Every line from the start of the entries up to and including the one bearing "positive clicks: (17, 331)" must be printed verbatim, without the pictures.

■ Exercise data ■
##########

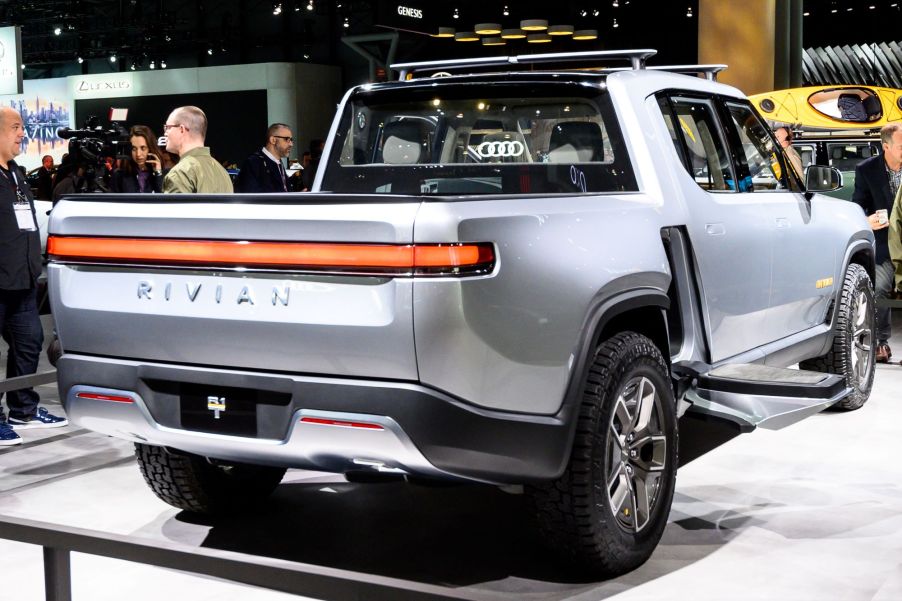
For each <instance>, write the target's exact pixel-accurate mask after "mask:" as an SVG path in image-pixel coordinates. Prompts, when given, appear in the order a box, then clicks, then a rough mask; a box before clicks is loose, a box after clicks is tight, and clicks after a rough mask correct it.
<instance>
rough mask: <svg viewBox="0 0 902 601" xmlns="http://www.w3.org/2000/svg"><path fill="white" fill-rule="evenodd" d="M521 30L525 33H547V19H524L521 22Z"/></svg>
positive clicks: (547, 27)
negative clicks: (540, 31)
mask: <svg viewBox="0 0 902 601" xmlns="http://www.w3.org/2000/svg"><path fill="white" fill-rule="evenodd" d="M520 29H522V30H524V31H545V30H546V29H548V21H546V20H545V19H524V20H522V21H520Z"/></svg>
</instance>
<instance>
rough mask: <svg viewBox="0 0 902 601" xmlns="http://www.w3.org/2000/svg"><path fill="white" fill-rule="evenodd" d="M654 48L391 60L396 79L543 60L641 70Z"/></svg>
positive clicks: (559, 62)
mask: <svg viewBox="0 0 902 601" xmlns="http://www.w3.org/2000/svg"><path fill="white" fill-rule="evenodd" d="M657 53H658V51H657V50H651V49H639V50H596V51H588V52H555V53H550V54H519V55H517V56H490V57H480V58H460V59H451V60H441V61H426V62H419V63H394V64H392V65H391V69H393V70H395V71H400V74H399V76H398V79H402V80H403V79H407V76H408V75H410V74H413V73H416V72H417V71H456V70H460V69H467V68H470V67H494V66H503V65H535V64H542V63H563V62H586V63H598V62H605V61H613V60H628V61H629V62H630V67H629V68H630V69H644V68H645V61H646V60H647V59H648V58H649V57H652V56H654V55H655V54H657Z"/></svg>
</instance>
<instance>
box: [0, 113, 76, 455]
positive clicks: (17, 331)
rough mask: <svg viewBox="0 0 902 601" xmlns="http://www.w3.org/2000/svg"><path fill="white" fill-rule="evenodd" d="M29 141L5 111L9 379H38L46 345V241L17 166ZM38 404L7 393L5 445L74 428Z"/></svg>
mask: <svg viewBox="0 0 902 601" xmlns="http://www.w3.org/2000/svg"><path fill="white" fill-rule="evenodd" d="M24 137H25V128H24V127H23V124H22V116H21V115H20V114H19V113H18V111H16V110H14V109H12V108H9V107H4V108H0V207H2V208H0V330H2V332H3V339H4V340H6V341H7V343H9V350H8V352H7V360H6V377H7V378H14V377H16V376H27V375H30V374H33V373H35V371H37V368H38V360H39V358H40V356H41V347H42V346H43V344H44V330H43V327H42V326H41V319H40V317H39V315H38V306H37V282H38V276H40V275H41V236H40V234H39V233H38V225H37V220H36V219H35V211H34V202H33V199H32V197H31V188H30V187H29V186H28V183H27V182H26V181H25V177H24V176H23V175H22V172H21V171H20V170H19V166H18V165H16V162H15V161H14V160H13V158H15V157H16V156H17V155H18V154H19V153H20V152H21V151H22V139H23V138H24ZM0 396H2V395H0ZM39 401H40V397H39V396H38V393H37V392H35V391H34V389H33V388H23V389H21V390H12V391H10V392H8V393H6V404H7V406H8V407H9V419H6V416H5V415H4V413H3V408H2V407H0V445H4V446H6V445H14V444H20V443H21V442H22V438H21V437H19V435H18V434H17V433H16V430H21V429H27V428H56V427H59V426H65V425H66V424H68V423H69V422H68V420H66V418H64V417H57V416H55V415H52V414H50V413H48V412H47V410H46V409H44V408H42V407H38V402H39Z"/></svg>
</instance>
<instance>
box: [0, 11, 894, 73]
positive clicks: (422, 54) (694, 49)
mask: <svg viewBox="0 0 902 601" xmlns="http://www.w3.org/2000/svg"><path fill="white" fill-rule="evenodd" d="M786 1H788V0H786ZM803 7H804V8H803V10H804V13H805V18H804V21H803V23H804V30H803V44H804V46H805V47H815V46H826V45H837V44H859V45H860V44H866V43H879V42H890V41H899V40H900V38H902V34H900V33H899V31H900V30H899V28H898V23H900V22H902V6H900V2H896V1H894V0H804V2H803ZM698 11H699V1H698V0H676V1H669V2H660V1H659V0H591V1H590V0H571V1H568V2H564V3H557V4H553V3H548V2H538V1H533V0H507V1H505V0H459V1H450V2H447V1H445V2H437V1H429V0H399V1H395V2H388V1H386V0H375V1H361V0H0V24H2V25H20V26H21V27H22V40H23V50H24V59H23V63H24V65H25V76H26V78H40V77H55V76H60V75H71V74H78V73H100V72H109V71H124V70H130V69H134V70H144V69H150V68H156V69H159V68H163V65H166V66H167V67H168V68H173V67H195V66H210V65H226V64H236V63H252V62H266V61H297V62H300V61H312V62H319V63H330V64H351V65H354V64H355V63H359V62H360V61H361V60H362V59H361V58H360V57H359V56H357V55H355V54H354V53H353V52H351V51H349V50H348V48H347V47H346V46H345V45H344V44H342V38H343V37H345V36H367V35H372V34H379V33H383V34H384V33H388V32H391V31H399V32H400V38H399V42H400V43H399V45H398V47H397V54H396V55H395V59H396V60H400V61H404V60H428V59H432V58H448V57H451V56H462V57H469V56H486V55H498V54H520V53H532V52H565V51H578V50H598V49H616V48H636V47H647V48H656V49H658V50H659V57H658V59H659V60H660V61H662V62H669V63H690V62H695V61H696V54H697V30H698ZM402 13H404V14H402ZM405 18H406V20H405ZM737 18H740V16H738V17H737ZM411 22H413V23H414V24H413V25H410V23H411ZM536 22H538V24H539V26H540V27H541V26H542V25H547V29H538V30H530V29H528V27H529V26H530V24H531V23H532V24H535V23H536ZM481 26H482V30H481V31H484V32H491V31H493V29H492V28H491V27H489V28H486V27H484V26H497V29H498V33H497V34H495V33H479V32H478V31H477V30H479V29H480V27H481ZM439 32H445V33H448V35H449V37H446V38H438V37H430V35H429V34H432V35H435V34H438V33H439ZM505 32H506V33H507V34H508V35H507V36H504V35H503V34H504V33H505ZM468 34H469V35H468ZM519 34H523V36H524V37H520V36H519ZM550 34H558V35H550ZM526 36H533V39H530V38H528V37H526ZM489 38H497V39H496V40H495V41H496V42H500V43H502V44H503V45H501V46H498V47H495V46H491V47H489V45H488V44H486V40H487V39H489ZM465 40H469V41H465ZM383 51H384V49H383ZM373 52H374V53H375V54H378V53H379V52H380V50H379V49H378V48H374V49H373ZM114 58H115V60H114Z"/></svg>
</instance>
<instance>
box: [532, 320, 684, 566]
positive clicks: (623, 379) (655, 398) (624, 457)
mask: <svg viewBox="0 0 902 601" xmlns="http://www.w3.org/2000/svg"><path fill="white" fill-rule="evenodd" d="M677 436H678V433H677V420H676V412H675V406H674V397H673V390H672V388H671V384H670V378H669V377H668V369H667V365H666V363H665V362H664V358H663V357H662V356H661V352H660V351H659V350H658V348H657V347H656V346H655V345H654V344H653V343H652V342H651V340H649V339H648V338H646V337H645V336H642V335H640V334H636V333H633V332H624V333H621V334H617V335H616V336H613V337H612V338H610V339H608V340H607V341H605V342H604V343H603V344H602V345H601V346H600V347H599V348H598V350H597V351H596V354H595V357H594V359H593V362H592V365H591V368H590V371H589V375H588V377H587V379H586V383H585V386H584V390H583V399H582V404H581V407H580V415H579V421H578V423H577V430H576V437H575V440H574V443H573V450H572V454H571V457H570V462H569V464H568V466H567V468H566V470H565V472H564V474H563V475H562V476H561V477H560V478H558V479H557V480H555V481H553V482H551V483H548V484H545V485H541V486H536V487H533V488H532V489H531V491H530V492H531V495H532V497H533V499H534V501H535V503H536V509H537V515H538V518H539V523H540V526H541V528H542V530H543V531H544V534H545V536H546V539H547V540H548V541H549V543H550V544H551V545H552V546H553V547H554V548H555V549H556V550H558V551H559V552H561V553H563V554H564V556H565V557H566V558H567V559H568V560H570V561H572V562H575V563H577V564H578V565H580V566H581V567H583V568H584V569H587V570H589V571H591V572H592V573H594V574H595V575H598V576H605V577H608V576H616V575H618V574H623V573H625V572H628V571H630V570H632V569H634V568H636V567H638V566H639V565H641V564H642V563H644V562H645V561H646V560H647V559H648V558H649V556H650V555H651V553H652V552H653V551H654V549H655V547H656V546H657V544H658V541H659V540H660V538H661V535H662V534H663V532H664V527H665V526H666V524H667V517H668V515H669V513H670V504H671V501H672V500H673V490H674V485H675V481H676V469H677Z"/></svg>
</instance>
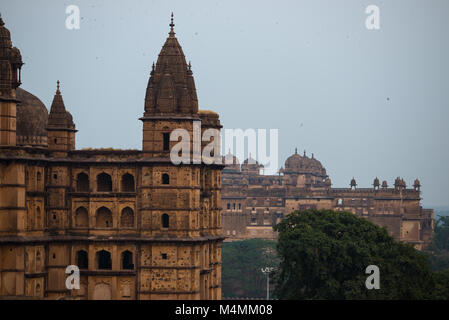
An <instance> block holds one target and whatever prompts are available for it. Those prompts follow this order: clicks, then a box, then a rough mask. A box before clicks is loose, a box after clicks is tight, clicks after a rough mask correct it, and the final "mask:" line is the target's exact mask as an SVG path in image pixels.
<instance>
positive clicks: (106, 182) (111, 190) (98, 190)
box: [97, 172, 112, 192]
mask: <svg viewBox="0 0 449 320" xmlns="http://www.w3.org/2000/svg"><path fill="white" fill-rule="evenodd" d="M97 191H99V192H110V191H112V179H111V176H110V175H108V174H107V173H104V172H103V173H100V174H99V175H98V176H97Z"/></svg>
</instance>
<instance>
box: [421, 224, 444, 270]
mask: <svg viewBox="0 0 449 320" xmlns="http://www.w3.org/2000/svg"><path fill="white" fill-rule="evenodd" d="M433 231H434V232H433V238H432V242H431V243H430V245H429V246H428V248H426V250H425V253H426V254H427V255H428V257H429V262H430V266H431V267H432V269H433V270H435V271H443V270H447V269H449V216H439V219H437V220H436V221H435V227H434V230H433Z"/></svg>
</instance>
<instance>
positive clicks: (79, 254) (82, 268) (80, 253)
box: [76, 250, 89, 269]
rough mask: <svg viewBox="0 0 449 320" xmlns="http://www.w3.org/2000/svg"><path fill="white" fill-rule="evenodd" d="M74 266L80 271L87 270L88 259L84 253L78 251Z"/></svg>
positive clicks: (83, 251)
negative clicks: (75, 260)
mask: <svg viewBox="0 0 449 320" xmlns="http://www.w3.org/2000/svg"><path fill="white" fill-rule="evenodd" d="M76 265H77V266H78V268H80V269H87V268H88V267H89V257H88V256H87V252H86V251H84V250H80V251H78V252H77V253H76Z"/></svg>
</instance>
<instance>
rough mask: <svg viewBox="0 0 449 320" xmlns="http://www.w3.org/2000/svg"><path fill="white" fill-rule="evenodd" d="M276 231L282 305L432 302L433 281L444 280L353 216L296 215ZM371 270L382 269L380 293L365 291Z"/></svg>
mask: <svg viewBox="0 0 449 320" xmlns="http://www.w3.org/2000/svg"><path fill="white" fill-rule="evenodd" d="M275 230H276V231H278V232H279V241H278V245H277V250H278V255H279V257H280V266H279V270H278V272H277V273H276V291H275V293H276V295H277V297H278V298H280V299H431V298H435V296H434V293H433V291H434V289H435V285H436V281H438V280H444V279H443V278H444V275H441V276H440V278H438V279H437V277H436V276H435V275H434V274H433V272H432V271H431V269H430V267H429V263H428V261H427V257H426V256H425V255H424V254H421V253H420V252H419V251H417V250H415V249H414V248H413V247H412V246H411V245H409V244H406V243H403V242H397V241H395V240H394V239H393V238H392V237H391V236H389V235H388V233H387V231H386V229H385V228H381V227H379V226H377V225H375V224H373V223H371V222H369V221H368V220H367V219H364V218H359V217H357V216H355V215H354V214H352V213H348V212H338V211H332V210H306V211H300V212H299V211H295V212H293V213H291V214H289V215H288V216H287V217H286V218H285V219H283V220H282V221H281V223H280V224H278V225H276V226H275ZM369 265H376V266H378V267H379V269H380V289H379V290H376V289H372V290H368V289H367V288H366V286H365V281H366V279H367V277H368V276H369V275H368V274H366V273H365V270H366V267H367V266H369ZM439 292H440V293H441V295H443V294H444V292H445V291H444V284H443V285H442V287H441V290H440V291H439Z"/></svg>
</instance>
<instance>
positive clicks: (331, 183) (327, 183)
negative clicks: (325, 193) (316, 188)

##########

■ Answer section ■
For each <instance>, write the target's exact pixel-accurate mask after "mask:" as an SVG path in image-pixel coordinates. Prompts, when given, appear in the order a box, then clicks, then a rough mask; a box before clicks is loose, a box after clicks is tight, and clicks after a rough mask correct it.
<instance>
rough mask: <svg viewBox="0 0 902 601" xmlns="http://www.w3.org/2000/svg"><path fill="white" fill-rule="evenodd" d="M521 30L525 33H547V19H524L521 22Z"/></svg>
positive clicks: (547, 27)
negative clicks: (540, 31)
mask: <svg viewBox="0 0 902 601" xmlns="http://www.w3.org/2000/svg"><path fill="white" fill-rule="evenodd" d="M520 29H522V30H524V31H545V30H546V29H548V21H546V20H545V19H524V20H522V21H520Z"/></svg>
</instance>
<instance>
rough mask: <svg viewBox="0 0 902 601" xmlns="http://www.w3.org/2000/svg"><path fill="white" fill-rule="evenodd" d="M654 48L391 60L396 79L543 60L641 70Z"/></svg>
positive clicks: (559, 62)
mask: <svg viewBox="0 0 902 601" xmlns="http://www.w3.org/2000/svg"><path fill="white" fill-rule="evenodd" d="M657 53H658V51H657V50H651V49H639V50H596V51H588V52H555V53H550V54H519V55H517V56H490V57H480V58H460V59H451V60H441V61H426V62H419V63H394V64H392V65H391V69H393V70H395V71H400V74H399V76H398V79H402V80H403V79H407V76H408V75H410V74H413V73H416V72H417V71H456V70H460V69H467V68H470V67H494V66H503V65H535V64H542V63H563V62H586V63H598V62H605V61H613V60H628V61H629V62H630V67H629V68H630V69H644V68H645V61H646V60H647V59H648V58H649V57H652V56H654V55H655V54H657Z"/></svg>
</instance>
<instance>
box: [0, 113, 76, 455]
positive clicks: (17, 331)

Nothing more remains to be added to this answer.